── Provided records ──

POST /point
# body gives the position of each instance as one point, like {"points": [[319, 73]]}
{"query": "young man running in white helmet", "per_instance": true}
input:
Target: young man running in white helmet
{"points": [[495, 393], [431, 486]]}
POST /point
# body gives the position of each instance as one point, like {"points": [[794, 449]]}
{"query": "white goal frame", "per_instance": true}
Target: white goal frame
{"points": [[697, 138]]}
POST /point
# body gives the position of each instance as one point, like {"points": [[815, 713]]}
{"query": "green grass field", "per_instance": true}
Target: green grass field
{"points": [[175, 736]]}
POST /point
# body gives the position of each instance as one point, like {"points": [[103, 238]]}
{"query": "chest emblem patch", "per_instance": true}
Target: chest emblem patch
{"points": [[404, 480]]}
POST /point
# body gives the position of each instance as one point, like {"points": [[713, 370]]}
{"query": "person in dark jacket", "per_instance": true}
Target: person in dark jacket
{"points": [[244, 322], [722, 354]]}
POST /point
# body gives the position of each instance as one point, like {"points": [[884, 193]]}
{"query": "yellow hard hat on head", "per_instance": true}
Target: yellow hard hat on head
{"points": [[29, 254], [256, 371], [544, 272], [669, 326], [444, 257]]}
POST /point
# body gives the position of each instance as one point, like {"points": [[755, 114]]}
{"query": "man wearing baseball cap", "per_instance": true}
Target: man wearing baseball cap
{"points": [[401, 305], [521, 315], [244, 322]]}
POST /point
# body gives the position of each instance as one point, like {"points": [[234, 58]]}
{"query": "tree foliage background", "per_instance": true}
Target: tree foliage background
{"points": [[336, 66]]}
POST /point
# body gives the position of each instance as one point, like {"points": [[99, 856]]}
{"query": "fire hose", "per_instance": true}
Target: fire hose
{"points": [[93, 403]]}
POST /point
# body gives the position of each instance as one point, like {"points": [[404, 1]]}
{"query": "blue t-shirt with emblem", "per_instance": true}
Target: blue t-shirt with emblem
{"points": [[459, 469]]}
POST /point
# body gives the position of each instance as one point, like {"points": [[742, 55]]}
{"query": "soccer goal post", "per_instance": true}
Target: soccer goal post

───

__Your task__: Transcribe the material exactly as it reads.

__Output below__:
POST /point
# body gives the position of each instance as one point, like {"points": [[319, 73]]}
{"query": "young man running in white helmet", "per_instance": true}
input:
Target: young man running in white helmet
{"points": [[495, 393], [431, 486]]}
POST /point
# body gives the position of each instance as one point, like {"points": [[794, 449]]}
{"query": "white goal frame", "per_instance": true}
Target: white goal frame
{"points": [[697, 138]]}
POST /point
# body gives the position of each instance as one point, like {"points": [[815, 713]]}
{"query": "green grass field", "per_instance": true}
Target: green grass field
{"points": [[175, 736]]}
POST /point
# body gives the position of each instance as one point, like {"points": [[103, 238]]}
{"query": "chest emblem patch", "per_instance": true}
Target: chest emblem patch
{"points": [[404, 480]]}
POST /point
# body gives the position of each instance as one point, like {"points": [[713, 370]]}
{"query": "person in dark jacket", "per_instance": true}
Target: person in dark jacket
{"points": [[244, 322], [722, 354]]}
POST /point
# body gives the position of each instance as one point, like {"points": [[884, 193]]}
{"query": "yellow hard hat on head", "per_instance": true}
Target: yellow hard hat on head
{"points": [[29, 254], [256, 371], [544, 272], [669, 326], [444, 257]]}
POST /point
# body gives the position of each instance as one point, like {"points": [[755, 114]]}
{"query": "man wearing baseball cap", "per_instance": true}
Target: man wearing baseball cap
{"points": [[401, 305], [521, 315], [244, 322]]}
POST /point
# body gives the position of each instance as one point, like {"points": [[234, 58]]}
{"query": "tree foliage background", "per_instance": true}
Target: tree foliage background
{"points": [[336, 66]]}
POST /point
# body gives the position of each instance as one point, like {"points": [[99, 856]]}
{"query": "fire hose", "per_instance": true}
Target: fire hose
{"points": [[93, 403]]}
POST /point
# body gives the position of each instance as one point, like {"points": [[404, 1]]}
{"query": "blue t-shirt with emblem", "per_instance": true}
Target: blue t-shirt with emblem
{"points": [[459, 469]]}
POST /point
# body gives the position of each instance as one point, like {"points": [[742, 55]]}
{"query": "soccer goal post", "per_instance": true}
Target: soccer goal post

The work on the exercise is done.